[Position identification records]
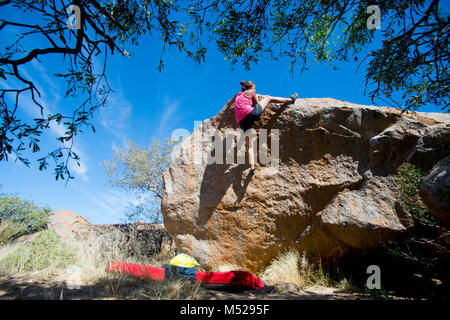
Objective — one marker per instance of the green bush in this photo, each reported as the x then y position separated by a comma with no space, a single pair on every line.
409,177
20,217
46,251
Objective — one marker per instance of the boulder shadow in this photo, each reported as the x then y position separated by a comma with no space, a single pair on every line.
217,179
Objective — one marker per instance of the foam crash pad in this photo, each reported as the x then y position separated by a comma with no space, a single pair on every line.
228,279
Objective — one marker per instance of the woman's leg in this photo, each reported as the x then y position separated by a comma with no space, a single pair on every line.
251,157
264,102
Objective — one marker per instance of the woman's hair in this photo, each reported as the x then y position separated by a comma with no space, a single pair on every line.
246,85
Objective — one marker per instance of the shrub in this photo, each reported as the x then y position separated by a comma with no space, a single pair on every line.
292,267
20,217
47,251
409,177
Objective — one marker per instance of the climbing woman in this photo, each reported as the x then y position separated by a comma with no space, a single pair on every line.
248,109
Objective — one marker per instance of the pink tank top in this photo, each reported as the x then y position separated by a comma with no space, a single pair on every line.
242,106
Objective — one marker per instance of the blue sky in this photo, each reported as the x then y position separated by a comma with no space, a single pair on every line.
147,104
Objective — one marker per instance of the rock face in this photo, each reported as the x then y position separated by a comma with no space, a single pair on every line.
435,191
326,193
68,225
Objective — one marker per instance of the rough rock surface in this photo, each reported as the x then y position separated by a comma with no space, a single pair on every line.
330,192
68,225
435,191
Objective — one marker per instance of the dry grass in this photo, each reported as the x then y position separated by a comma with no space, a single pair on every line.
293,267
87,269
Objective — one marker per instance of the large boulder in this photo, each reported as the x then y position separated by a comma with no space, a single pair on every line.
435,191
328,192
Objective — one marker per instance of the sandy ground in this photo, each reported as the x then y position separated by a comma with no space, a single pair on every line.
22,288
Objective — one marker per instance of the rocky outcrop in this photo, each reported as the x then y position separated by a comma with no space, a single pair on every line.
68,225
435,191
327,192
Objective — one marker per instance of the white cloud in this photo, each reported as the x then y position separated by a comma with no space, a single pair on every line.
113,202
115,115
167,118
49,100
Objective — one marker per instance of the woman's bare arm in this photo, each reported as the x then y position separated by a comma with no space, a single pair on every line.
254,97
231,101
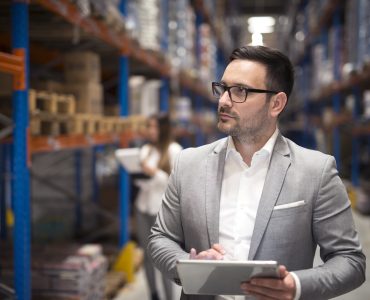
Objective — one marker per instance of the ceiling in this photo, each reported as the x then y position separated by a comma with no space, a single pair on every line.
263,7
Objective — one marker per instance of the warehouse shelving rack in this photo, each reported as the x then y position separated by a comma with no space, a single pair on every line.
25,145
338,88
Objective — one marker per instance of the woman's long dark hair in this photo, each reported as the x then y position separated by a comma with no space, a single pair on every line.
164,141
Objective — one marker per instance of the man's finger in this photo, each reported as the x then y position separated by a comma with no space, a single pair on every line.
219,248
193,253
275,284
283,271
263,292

**WHAT YOU ARE ASKED TO DO:**
Arrange the lines as a JSON list of strings, one string per line and no blank lines, starting with the line that contains "Objective — one marker per instance of the ceiling" and going on through the last line of the records.

**REPLY:**
[
  "Objective — one marker per instance of the ceiling in this photo, each reported as the x then y position separated by a comma with no space, a single pair on every line.",
  "263,7",
  "Objective — one marker per instance of the warehouse shelving rack in this photo, each reported as the x then y position separated by a comma with no space, a single pair on every line.",
  "25,145",
  "338,88",
  "Objective — one marker per instance of the woman's long dark hair in this photo, each reported as the x then y position separated by a comma with no space, a single pair on every line.",
  "164,141",
  "Objective — one marker per instance of the man's finger in this photo, each reported as the x then y position separated by a comma with no space, a single pair on every line.",
  "219,248",
  "193,253",
  "275,284",
  "283,271",
  "263,292"
]